Point placement records
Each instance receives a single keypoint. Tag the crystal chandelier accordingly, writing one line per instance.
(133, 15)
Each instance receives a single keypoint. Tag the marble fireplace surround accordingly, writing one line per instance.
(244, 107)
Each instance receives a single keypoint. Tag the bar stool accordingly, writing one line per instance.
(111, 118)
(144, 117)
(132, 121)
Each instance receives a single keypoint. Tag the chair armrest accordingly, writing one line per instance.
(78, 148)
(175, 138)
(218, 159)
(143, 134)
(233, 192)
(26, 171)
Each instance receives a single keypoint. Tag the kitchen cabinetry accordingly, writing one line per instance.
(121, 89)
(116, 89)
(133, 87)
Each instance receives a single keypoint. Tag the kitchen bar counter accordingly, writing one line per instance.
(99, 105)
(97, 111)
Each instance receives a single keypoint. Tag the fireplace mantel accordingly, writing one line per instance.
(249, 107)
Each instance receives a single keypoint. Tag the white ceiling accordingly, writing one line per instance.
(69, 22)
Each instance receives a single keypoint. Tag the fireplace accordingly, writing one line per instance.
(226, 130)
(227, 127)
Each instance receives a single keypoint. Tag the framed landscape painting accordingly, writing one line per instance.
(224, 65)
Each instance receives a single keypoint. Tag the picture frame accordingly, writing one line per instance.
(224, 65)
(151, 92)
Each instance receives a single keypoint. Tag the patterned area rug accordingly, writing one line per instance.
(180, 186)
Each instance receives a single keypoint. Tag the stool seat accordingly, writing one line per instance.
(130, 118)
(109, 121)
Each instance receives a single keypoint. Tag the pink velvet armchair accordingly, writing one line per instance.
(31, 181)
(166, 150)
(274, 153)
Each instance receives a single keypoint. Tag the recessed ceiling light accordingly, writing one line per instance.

Your objective: Set out the complete listing exactly as shown.

Solution:
Each instance receives a single keypoint. Tag the crystal chandelier accordingly, writing one line per instance.
(133, 15)
Each instance receives a single keypoint. Tag the marble fireplace surround accordingly, writing one line per instance.
(244, 107)
Each instance receives a single keypoint. Tag the bar stool accordingly, writing one line per instance.
(111, 118)
(144, 117)
(132, 121)
Each instance receives a single keypoint. Tag the chair armrest accordingly, writing one line per instance.
(78, 148)
(175, 138)
(218, 159)
(143, 134)
(233, 192)
(26, 171)
Each instance receives a single keypoint. Tag the kitchen cabinetry accordingly, writing one line per instance.
(121, 89)
(116, 89)
(133, 87)
Each instance receives a single keypoint. Tag the kitchen bar counter accordingly, writing one line per instance.
(99, 105)
(97, 111)
Each instance receives a single keypoint. Tag the fireplace mantel accordingly, writing one line per instance.
(249, 107)
Each instance receives a single keypoint. Tag the white ceiling accordingly, writing one line per instance.
(69, 22)
Each instance receives a single keypoint. Tag the fireplace accordingly, writing one line per instance.
(226, 130)
(227, 127)
Each instance receives a single keypoint. Tag the framed landscape painting accordingly, writing one line per instance.
(224, 65)
Each instance receives a single keypoint. Tag the picture frame accordingly, writing one line per instance.
(224, 65)
(151, 92)
Each instance receives a single keypoint. Tag the patterned area rug accordingly, writing one line per instance.
(180, 186)
Each instance receives a single keypoint. Tag the stool seat accordingly, writing one line per instance.
(130, 118)
(109, 121)
Each instance receives a single keypoint. Tag the pink velvet armchair accordingly, writing one line per instance.
(31, 181)
(166, 150)
(274, 153)
Each instance receives a single keypoint. Tag the recessed ceiling light accordingly, writing one line per instance.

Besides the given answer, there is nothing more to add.